■ Exercise prompt
Arrange the data as a Markdown table with the columns Row and Data line, starting at the first line and stopping after the line that contains "POLYGON ((150 60, 154". Number each row and leave out any blank lines.

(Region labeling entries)
— BEGIN —

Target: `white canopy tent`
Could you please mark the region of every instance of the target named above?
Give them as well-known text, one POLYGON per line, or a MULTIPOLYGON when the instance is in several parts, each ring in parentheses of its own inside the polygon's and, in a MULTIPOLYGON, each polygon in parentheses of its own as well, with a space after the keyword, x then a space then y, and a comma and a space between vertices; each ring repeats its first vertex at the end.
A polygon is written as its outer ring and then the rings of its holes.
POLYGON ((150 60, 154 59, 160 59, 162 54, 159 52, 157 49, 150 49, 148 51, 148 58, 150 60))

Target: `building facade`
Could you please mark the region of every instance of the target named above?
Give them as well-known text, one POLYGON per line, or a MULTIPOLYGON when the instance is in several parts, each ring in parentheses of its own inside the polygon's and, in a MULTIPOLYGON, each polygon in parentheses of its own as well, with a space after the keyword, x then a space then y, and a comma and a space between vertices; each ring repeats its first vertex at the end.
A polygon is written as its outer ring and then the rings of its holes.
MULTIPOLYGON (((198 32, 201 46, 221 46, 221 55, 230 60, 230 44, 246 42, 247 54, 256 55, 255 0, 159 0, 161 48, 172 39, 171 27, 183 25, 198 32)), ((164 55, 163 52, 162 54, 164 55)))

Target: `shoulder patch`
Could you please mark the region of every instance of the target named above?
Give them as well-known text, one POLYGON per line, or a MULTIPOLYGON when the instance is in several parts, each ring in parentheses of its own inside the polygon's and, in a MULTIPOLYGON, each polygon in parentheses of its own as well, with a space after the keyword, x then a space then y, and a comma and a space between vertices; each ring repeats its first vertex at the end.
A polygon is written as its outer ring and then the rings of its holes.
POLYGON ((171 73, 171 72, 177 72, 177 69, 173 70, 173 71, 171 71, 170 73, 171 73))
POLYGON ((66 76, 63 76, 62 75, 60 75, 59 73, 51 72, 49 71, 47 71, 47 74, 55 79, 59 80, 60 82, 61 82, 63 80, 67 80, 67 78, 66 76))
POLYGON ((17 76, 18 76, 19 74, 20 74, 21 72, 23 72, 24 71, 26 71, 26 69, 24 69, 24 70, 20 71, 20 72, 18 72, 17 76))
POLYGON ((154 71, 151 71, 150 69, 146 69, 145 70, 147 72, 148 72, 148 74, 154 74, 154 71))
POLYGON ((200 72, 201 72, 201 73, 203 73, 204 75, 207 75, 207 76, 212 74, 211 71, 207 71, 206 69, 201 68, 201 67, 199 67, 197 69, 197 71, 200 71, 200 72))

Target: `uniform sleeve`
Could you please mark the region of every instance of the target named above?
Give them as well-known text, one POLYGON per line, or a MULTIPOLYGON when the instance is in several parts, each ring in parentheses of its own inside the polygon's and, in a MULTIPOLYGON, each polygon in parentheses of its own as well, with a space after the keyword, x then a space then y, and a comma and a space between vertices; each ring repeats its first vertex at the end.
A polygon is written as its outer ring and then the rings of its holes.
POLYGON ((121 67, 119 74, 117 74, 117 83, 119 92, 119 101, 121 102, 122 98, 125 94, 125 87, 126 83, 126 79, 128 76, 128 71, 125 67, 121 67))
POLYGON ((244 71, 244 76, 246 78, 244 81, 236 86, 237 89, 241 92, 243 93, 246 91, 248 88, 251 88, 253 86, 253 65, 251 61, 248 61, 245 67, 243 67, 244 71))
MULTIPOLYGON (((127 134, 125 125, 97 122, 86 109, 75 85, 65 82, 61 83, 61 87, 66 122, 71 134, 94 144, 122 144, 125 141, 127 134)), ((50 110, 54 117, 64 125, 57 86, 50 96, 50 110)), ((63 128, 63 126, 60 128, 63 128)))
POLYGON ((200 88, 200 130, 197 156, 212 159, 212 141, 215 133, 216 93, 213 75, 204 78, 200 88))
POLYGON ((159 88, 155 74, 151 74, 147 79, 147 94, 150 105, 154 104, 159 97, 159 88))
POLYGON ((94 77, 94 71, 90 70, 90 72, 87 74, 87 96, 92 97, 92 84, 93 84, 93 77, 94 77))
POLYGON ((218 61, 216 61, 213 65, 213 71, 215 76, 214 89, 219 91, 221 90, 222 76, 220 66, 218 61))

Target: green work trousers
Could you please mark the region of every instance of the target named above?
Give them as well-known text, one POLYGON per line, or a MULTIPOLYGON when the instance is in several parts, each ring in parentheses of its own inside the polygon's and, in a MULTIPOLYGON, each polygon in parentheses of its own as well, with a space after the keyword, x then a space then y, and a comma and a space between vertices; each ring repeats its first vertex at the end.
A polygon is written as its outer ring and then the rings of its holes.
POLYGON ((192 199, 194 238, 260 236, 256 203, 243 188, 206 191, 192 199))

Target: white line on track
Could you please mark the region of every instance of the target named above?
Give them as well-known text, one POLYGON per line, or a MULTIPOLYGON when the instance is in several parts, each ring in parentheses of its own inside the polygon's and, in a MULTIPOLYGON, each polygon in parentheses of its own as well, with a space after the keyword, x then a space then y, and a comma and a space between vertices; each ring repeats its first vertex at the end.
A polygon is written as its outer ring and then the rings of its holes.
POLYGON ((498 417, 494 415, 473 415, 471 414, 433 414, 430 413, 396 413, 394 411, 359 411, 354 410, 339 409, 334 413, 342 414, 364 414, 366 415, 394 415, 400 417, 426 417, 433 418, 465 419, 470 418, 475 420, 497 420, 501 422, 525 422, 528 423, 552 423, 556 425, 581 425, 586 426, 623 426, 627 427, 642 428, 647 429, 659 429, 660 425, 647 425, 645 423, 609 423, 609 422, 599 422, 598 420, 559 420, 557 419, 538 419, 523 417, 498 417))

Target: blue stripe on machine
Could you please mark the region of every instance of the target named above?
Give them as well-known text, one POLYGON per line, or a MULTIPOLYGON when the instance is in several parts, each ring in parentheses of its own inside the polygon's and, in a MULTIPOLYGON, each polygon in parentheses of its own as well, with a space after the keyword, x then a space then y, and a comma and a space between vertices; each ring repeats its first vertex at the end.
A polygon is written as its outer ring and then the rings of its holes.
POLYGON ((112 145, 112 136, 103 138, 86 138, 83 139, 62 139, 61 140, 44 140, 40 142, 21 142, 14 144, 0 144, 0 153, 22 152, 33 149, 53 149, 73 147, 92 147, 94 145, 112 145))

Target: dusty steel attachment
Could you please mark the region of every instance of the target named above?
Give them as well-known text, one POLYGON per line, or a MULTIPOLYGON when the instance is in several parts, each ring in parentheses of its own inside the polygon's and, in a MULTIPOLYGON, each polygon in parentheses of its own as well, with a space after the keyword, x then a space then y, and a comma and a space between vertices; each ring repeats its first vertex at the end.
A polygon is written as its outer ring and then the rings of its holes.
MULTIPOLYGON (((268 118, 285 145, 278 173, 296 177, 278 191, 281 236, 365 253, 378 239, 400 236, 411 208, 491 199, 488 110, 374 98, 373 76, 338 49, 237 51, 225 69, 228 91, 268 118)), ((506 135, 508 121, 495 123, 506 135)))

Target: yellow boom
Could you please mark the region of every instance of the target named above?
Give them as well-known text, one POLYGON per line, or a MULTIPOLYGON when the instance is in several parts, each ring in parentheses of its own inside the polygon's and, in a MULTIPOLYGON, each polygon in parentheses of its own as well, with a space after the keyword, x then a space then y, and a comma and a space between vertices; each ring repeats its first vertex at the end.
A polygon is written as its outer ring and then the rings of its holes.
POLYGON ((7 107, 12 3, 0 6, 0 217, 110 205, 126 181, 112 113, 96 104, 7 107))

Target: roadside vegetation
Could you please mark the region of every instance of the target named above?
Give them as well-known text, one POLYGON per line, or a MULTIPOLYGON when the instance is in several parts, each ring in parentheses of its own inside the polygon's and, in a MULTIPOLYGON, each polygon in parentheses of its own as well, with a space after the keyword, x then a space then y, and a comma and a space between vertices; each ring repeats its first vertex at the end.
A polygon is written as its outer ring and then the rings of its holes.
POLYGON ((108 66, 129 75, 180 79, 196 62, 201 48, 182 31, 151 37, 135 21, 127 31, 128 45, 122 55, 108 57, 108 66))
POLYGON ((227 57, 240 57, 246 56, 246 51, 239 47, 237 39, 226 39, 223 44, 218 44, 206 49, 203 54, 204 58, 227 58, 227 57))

— END —

■ Output
| Row | Data line |
|---|---|
| 1 | Target: `white canopy tent` |
| 2 | Could you please mark the region of every instance of the target named above? |
| 3 | Give them as well-known text, one POLYGON per line, or a MULTIPOLYGON when the instance is in several parts, each ring in parentheses of its own inside the polygon's and, in a MULTIPOLYGON, each polygon in parentheses of its own as well, with a space after the keyword, x then a space then y, and a comma and a space between vertices; each ring repeats its first vertex at the end. |
| 4 | A polygon is written as its outer ring and then the rings of its holes. |
| 5 | POLYGON ((150 60, 154 59, 160 59, 162 54, 159 52, 157 49, 150 49, 148 51, 148 58, 150 60)) |